▶ Written problem: Reproduce every one of the entries below verbatim, character for character.

▶ The records:
________________

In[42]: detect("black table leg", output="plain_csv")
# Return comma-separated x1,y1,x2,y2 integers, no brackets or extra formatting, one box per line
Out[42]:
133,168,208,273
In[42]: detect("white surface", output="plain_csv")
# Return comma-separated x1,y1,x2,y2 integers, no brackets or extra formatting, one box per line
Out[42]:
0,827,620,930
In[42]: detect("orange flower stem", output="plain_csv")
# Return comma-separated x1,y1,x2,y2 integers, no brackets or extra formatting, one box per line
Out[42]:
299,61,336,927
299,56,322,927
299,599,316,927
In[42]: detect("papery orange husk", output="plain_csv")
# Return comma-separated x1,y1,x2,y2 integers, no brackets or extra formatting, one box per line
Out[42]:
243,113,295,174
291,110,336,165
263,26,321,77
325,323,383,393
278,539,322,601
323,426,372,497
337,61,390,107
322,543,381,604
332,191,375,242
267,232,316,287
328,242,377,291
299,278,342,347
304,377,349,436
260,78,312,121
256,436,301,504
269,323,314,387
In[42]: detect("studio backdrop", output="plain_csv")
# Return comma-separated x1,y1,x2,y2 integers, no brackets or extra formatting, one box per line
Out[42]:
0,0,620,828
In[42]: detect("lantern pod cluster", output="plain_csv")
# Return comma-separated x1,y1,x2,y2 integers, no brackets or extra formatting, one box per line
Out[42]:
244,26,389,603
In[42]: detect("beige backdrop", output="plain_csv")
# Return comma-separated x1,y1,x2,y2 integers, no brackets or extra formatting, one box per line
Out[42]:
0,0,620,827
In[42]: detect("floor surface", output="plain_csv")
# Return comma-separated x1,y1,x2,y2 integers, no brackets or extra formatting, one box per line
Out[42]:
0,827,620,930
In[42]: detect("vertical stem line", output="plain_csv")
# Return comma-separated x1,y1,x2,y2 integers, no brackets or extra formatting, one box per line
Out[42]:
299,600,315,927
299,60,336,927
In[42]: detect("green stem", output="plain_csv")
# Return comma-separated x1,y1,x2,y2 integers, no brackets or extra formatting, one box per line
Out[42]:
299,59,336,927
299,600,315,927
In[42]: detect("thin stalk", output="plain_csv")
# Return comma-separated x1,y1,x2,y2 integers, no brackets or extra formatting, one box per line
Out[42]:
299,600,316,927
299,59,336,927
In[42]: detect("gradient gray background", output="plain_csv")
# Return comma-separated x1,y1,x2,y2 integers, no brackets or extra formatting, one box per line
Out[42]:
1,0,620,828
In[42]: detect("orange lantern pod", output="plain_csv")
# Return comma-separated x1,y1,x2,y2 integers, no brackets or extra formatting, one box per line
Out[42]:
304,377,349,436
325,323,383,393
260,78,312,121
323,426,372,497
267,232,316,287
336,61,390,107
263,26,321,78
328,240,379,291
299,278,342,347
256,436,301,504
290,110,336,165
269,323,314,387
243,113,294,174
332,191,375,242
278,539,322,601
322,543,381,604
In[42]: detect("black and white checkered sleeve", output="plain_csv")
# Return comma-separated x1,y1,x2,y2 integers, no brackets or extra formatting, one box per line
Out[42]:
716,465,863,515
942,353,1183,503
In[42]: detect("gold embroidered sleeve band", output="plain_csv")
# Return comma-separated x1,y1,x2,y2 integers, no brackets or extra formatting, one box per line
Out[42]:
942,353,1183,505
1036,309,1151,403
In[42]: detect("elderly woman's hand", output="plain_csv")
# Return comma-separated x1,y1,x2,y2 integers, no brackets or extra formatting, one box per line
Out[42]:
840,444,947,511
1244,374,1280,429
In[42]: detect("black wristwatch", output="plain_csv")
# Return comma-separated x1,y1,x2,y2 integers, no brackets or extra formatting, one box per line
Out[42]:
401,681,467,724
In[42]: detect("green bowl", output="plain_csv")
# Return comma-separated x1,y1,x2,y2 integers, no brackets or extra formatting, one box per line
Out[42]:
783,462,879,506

________________

▶ Expected output:
In[42]: detect("black table leg", output="plain_csv")
# Return comma-separated x1,y1,x2,y2 integers, no brackets or extra formatting, one box per line
Out[42]:
133,168,208,273
In[42]: detect("white surface", output="plain_csv")
# Return comma-separated x1,y1,x2,y2 integers, no brackets or extra formatting, one box per line
Out[42]:
0,827,620,930
In[42]: detect("orange flower stem", output="plain_csv")
# Return comma-separated x1,y1,x2,y2 integers, no brackets or extra formatting, one box per line
Out[42]:
299,61,336,927
299,56,322,927
299,599,316,927
In[42]: detect("papery orange husk", output="plain_csv")
# Return comma-separated x1,y1,x2,y2 integers, no brackets or extra formatting, one box per line
Out[42]:
243,113,295,174
291,110,336,165
263,26,321,77
325,323,383,393
278,539,322,601
323,426,372,497
337,61,390,107
322,543,381,604
332,191,375,242
267,232,316,287
328,242,377,291
299,278,342,347
304,377,349,436
260,78,312,121
256,436,301,504
269,323,314,387
In[42]: detect("studio backdrop", output="plain_csv")
# Return comma-separated x1,y1,x2,y2 integers, no brackets or extra formatting, one box per line
Out[42]:
0,0,620,828
In[42]: detect("lantern pod cluster", output="plain_csv")
# Return comma-separated x1,y1,x2,y2 integers, no brackets or extra formatting, one box per line
Out[42]:
244,26,389,603
In[42]: detect("beige backdrop", output="plain_csv")
# Return comma-separated x1,y1,x2,y2 integers, no brackets or extra formatting, one box per line
Out[42]:
0,0,620,827
In[42]: detect("floor surface", output="plain_csv")
# Return comma-separated x1,y1,x2,y2 integers, no brackets or extra formatting, one box per line
Out[42]:
0,827,620,930
In[42]: detect("vertical stem line", output="plain_csv")
# Return comma-separated x1,y1,x2,y2 integers, no brackets or extra formatting, one box per line
Out[42]:
299,600,315,927
299,60,336,927
In[42]: detect("green stem", output="plain_csv")
# Return comma-separated x1,y1,x2,y2 integers, no brackets or extra formatting, one box per line
Out[42]:
299,59,336,927
299,600,315,927
In[42]: detect("thin stalk", output="plain_csv")
# Return comma-separated x1,y1,x2,y2 integers, no brackets or extra formatting, one box per line
Out[42]:
299,600,316,927
299,59,336,927
In[42]: detect("gradient gray background", output="plain_csv")
# Return comma-separated x1,y1,x2,y2 integers, no brackets or extra formatting, one box per line
Out[42]:
1,0,620,828
In[42]: detect("orange lantern pod", output="plain_csv")
# Return comma-separated x1,y1,x2,y2 integers, no brackets or extra formatting, one box per line
Out[42]:
304,377,349,436
325,323,383,393
260,78,312,121
323,426,372,497
267,232,316,287
336,61,390,107
263,26,321,78
328,240,379,291
299,278,342,347
256,436,301,504
290,110,336,165
269,323,314,387
243,113,294,174
332,191,375,242
278,539,322,601
322,543,381,604
In[42]: detect("black and white checkered sleeve", output="plain_csv")
# Return comma-separated x1,y1,x2,y2 integers, no brackets or extra formatting, one box per line
Out[42]:
716,465,863,515
942,353,1183,503
In[42]: detect("gold embroidered sleeve band", output="plain_csv")
# Return comma-separated x1,y1,x2,y2 integers, no brackets or extra formatting, one box per line
Out[42]:
942,353,1183,505
1036,309,1151,403
In[42]: detect("elderly woman's hand", output="plain_csv")
# Return comma-separated x1,y1,x2,y2 integers, no brackets or extra formatting, one box per line
Out[42]:
840,444,947,511
1244,374,1280,429
In[42]: detect("black wristwatch", output="plain_csv")
# Return comma-separated x1,y1,x2,y2 integers, no brackets or extra formatting, one box per line
Out[42]:
401,681,467,724
In[42]: detect("green bowl", output="plain_csv")
# Return comma-separated x1,y1,x2,y2 integers, no brackets or extra formatting, one box per line
Out[42]:
783,462,879,506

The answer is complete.